··· DATA FOR THIS TASK ···

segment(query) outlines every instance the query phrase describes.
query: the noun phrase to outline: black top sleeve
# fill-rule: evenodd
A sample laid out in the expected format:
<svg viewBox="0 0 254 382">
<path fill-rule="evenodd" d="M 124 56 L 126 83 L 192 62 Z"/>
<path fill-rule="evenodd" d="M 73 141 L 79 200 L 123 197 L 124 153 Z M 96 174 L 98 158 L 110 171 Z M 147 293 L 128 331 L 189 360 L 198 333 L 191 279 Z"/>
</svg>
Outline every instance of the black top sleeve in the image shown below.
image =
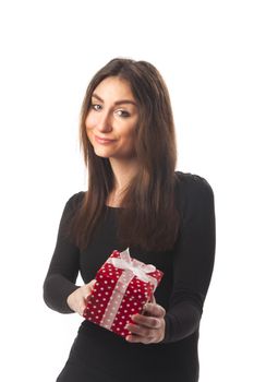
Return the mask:
<svg viewBox="0 0 254 382">
<path fill-rule="evenodd" d="M 199 325 L 215 258 L 214 192 L 202 177 L 186 178 L 181 192 L 182 226 L 173 260 L 173 291 L 161 343 L 180 341 Z"/>
<path fill-rule="evenodd" d="M 82 194 L 81 191 L 72 195 L 64 206 L 56 248 L 44 282 L 45 302 L 60 313 L 73 312 L 66 303 L 66 298 L 78 288 L 75 282 L 80 270 L 80 249 L 68 238 L 65 228 Z"/>
</svg>

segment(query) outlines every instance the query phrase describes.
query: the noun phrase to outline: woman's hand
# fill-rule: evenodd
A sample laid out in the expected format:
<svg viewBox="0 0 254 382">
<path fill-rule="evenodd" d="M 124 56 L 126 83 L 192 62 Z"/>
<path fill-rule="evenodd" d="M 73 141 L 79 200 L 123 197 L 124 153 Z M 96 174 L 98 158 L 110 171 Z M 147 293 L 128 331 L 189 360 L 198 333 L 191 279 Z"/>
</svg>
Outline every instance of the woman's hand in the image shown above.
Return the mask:
<svg viewBox="0 0 254 382">
<path fill-rule="evenodd" d="M 128 335 L 125 339 L 130 343 L 159 343 L 165 337 L 165 314 L 166 310 L 156 303 L 153 296 L 152 302 L 146 303 L 143 314 L 134 314 L 132 317 L 135 324 L 126 324 L 125 329 L 132 334 Z"/>
<path fill-rule="evenodd" d="M 66 299 L 69 307 L 82 317 L 87 303 L 87 298 L 90 295 L 95 283 L 96 279 L 92 279 L 92 282 L 88 284 L 85 284 L 78 289 L 74 290 Z"/>
</svg>

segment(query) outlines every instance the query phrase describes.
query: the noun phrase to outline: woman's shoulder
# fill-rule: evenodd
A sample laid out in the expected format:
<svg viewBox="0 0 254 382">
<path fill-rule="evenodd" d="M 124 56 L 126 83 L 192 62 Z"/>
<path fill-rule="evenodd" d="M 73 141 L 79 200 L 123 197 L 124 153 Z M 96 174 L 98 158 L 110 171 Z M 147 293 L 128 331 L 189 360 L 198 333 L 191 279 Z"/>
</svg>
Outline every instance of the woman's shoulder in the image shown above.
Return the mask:
<svg viewBox="0 0 254 382">
<path fill-rule="evenodd" d="M 75 192 L 74 194 L 72 194 L 68 199 L 66 204 L 65 204 L 68 210 L 70 210 L 70 211 L 76 210 L 78 207 L 78 205 L 82 203 L 82 201 L 84 200 L 85 194 L 86 194 L 86 191 L 78 191 L 78 192 Z"/>
<path fill-rule="evenodd" d="M 176 171 L 177 193 L 182 202 L 214 200 L 214 191 L 208 180 L 192 172 Z"/>
<path fill-rule="evenodd" d="M 189 190 L 204 189 L 213 191 L 213 188 L 208 180 L 199 175 L 182 171 L 176 171 L 174 175 L 176 181 L 181 188 Z"/>
</svg>

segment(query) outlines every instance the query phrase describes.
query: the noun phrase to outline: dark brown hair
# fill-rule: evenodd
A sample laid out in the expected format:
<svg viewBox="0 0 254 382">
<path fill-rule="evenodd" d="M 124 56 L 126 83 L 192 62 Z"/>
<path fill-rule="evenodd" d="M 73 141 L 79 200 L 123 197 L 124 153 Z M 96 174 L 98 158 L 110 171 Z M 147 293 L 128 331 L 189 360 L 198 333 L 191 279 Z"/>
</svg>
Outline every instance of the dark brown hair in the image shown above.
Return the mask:
<svg viewBox="0 0 254 382">
<path fill-rule="evenodd" d="M 81 110 L 80 144 L 88 168 L 88 190 L 76 212 L 71 231 L 85 249 L 105 211 L 113 188 L 108 158 L 99 157 L 86 134 L 86 117 L 92 94 L 108 76 L 129 82 L 137 104 L 135 150 L 140 170 L 129 184 L 119 210 L 119 239 L 123 247 L 144 250 L 171 249 L 179 229 L 174 201 L 177 163 L 176 133 L 168 88 L 158 70 L 146 61 L 116 58 L 92 79 Z"/>
</svg>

···

EXERCISE DIRECTIONS =
Tally the lines of the records above that contain the word "shoulder". Reply with that number alone.

WRITTEN SOLUTION =
2